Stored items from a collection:
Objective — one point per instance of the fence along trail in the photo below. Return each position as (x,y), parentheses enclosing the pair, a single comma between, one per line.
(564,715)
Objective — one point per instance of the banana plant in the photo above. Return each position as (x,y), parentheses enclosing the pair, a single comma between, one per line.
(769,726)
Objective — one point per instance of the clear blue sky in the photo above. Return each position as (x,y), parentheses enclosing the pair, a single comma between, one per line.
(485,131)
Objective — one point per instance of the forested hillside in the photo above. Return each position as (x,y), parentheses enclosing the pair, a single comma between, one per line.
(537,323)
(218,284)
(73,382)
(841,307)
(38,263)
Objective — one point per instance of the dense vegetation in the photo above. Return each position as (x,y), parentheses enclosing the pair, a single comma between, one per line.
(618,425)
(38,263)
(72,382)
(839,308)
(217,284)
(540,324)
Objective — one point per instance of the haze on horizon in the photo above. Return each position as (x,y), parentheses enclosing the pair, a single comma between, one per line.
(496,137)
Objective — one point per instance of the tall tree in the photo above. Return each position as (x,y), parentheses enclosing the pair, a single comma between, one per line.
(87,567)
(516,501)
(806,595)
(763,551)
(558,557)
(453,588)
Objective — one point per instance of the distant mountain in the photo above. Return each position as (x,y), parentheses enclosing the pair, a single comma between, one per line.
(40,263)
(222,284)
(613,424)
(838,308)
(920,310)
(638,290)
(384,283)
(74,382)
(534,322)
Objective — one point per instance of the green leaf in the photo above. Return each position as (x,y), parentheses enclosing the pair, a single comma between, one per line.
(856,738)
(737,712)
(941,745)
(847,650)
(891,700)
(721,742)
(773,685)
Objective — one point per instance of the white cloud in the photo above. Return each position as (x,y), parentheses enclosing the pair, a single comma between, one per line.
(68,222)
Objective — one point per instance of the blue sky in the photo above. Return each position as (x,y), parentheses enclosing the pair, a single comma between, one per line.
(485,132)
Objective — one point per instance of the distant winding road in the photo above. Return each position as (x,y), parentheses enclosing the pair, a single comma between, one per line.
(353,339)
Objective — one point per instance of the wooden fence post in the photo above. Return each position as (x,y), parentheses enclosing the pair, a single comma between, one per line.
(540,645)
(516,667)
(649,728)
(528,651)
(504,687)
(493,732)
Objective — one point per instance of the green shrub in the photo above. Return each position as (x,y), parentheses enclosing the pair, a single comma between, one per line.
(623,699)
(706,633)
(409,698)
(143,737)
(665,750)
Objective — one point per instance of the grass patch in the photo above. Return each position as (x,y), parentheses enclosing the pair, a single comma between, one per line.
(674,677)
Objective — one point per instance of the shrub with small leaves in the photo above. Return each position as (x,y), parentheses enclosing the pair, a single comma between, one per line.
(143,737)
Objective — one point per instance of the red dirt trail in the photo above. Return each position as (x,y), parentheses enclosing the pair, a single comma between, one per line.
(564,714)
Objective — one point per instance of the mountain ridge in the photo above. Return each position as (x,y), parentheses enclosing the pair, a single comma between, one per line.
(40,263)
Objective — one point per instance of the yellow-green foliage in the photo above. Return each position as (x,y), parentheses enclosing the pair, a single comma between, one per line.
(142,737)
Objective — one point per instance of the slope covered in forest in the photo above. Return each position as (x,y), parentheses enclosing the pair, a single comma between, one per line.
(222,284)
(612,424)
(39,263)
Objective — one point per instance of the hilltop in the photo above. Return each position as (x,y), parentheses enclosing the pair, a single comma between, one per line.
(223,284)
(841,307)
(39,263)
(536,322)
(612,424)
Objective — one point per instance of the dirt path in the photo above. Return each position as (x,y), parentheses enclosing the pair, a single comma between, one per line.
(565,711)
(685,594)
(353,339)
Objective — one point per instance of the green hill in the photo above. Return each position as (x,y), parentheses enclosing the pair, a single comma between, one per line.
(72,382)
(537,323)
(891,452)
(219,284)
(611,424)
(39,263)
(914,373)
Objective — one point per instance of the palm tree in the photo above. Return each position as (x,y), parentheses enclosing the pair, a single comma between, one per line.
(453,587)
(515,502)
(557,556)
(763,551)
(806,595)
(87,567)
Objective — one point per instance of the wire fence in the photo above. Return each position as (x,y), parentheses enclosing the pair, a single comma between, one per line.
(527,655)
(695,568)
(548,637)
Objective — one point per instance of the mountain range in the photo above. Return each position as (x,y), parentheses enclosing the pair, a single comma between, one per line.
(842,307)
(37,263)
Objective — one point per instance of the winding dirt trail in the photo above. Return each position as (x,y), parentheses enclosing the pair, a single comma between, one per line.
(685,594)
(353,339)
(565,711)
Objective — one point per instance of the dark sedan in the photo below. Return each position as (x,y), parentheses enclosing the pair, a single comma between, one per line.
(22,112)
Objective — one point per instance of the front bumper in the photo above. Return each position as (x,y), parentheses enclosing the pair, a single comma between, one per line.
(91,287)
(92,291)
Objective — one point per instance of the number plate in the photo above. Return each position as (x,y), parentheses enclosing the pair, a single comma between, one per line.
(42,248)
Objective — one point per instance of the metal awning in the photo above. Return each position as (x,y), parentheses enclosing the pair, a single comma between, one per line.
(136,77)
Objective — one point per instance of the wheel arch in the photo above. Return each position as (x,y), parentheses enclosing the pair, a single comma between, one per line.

> _REQUIRED WORK_
Extract the closing run of lines, starting with the one containing "Objective — one point per instance of the winding" and ending at the last, exactly as written.

> _SOLUTION FOR THIS TASK_
Objective — one point per instance of the winding dirt trail in the photo above. Return each position as (x,y), parentheses enclosing the pair, a single comma between, one per line.
(685,594)
(353,339)
(565,711)
Objective — one point per instance of the dark sedan in the photo below. Return each position as (x,y), parentheses enclosing the pair, a single comma between, one per line.
(22,112)
Objective — one point per instance of the front bumper in the photo above. Return each position as (x,y), parentheses enclosing the pair, a single comma between, one per line.
(91,287)
(92,291)
Objective — one point per instance of the number plate in the photo above. Return each position as (x,y), parentheses enclosing the pair, a single comma between, one per line.
(42,248)
Objective — one point per instance of the metal awning in the photo above. Return each position as (x,y), parentheses enclosing the pair, a single comma between, one per line.
(136,77)
Objective — one point per instance of the wheel arch in the photo above. Return each position as (x,y), parentheses enclosing the pair, a single comma between, one per line.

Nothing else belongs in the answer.